(Natural-language object grounding data)

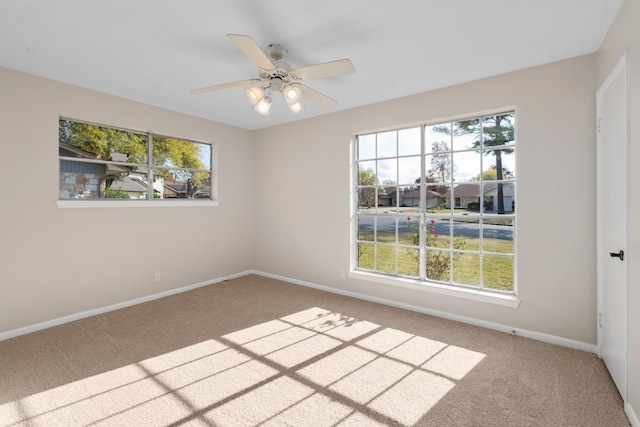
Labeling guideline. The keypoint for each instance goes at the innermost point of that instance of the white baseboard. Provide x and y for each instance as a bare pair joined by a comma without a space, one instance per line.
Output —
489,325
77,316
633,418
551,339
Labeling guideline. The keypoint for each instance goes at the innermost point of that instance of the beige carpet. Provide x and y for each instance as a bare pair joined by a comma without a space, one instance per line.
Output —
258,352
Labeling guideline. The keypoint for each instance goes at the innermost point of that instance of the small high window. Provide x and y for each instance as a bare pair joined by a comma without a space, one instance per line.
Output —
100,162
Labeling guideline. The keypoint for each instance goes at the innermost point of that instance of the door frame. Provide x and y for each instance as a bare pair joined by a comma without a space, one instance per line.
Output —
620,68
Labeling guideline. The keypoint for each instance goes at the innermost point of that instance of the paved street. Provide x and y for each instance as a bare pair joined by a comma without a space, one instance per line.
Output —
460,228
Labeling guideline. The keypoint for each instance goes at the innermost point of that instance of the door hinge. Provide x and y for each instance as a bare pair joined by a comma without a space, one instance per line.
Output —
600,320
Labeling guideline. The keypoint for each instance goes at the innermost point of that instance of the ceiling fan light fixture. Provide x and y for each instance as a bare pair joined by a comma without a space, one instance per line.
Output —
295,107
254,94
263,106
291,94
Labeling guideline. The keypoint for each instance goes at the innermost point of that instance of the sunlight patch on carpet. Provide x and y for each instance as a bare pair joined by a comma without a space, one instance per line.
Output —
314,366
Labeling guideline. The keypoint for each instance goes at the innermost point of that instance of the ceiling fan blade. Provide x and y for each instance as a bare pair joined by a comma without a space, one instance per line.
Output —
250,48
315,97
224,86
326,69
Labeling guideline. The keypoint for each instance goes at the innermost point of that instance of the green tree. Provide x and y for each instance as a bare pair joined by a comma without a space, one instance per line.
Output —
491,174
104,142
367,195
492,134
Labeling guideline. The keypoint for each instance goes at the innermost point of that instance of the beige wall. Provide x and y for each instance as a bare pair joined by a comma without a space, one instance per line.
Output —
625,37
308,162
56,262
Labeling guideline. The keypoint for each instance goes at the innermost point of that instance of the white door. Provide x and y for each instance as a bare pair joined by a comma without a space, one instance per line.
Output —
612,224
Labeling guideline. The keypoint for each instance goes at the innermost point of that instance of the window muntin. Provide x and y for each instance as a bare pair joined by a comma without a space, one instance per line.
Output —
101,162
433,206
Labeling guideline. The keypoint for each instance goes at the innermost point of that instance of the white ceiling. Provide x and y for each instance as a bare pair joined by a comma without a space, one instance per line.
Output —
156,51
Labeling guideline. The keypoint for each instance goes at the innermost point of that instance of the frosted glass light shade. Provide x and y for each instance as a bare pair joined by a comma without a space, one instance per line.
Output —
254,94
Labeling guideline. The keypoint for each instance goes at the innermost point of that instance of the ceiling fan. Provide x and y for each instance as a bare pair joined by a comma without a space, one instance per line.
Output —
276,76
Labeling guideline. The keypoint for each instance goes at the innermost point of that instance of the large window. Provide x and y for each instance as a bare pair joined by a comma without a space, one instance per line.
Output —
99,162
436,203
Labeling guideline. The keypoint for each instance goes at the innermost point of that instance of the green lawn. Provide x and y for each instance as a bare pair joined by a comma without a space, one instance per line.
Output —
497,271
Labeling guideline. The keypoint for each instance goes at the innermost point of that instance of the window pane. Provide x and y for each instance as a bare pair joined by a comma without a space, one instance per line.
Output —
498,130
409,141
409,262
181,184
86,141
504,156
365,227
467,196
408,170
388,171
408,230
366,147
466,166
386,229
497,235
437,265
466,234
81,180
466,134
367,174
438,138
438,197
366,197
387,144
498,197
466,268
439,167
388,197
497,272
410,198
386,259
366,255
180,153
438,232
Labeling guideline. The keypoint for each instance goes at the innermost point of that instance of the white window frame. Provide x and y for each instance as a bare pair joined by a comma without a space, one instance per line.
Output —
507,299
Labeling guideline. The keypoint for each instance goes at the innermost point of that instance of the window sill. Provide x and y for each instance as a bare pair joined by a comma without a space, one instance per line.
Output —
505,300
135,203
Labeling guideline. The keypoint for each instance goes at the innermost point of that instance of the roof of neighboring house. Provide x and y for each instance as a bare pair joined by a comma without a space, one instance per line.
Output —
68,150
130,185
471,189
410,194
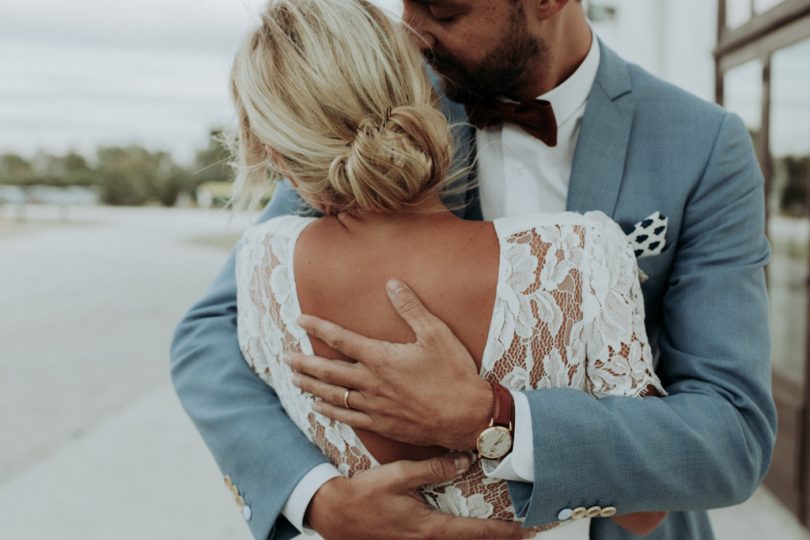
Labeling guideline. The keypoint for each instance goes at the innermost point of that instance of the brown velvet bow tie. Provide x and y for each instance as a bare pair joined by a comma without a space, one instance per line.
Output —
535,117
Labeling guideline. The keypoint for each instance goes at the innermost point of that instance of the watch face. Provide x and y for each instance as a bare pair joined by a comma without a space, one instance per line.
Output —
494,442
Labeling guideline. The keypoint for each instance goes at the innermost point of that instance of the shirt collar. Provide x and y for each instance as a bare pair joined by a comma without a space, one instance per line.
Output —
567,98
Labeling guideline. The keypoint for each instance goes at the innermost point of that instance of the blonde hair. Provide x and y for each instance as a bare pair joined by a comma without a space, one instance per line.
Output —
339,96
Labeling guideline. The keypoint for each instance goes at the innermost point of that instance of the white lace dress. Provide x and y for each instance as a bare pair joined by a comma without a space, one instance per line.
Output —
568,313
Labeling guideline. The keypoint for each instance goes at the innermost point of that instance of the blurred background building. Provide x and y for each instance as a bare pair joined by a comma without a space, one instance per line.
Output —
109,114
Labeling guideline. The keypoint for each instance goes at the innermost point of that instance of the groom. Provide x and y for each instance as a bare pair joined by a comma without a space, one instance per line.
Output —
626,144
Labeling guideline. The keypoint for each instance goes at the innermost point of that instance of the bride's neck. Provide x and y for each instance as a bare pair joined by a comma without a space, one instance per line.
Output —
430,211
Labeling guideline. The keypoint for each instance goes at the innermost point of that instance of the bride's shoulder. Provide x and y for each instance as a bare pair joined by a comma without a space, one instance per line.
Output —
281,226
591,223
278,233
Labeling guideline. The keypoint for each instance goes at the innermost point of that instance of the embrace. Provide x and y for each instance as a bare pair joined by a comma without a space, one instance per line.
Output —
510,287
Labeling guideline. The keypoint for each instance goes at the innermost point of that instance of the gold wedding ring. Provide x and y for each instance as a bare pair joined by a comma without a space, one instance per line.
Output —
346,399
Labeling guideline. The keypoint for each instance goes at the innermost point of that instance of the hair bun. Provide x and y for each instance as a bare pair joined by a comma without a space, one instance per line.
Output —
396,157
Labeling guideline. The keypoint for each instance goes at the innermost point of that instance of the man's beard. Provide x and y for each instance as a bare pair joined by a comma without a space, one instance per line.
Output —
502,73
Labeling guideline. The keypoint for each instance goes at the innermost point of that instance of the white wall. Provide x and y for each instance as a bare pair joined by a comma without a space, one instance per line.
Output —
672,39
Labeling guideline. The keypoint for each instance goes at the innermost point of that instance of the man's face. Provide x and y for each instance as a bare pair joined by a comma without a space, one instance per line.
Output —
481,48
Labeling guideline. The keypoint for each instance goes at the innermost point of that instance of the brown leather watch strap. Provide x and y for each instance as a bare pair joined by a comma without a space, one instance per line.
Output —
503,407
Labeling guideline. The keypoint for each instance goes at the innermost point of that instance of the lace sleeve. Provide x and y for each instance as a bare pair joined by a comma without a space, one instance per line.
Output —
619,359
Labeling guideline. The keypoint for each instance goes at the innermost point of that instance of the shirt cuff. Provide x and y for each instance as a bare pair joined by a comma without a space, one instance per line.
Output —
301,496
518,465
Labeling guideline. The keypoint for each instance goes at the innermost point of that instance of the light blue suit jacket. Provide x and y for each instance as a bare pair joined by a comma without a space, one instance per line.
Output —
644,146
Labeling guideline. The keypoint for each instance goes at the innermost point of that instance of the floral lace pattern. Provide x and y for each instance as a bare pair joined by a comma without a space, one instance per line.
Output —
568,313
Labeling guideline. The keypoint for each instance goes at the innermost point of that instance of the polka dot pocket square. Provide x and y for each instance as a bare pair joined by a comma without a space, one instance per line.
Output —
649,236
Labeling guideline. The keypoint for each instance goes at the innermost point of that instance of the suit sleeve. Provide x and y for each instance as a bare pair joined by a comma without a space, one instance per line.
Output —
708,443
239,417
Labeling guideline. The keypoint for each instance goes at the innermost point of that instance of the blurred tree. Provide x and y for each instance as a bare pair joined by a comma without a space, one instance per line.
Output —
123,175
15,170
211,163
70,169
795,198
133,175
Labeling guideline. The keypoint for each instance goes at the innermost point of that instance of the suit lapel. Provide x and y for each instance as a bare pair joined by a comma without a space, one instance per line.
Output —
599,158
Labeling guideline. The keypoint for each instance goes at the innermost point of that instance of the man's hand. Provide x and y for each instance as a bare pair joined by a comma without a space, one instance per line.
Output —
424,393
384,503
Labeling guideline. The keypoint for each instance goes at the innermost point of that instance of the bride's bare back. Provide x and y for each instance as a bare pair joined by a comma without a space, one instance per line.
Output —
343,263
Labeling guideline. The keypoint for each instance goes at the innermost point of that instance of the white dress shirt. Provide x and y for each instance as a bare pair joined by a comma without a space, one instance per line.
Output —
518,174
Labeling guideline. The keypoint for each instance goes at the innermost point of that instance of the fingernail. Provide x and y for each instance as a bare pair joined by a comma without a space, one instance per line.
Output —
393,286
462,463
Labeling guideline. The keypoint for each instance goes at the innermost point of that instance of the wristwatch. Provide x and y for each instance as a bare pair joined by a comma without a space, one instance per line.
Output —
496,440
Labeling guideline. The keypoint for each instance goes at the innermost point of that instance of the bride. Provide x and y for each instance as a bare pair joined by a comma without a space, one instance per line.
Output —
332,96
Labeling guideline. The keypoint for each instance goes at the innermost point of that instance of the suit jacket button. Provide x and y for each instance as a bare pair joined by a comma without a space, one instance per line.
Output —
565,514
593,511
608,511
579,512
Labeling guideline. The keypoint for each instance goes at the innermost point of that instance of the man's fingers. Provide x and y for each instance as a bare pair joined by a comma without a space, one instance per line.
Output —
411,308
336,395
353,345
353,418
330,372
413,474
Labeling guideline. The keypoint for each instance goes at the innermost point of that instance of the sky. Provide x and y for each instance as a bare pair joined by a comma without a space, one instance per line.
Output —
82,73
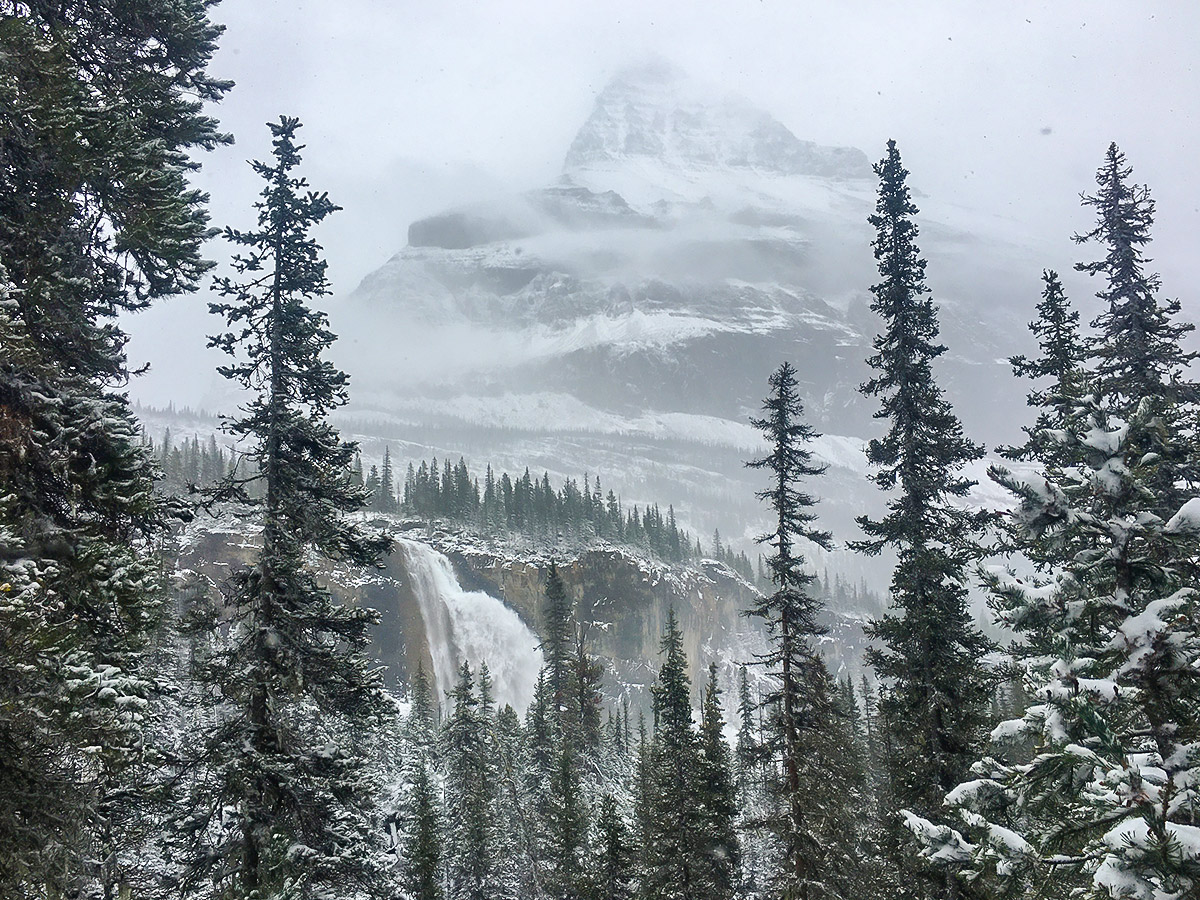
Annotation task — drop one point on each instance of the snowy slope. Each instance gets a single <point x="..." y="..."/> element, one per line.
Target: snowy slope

What you need to do = Wherever a line holds the word "jacket", copy that line out of the entries above.

Output of the task =
Labeling guideline. The keypoint for each instance goes at the innermost point of that instance of the light blue suit jacket. Provide x and y for each instance as a bare pair joined by a comma without a space, one instance per line.
Labeling guideline. The keypoint for each instance goes at the innermost point of that instance of the suit jacket button. Provide x and y for each instance as a bare pair joined by a comma without a space, one instance per line.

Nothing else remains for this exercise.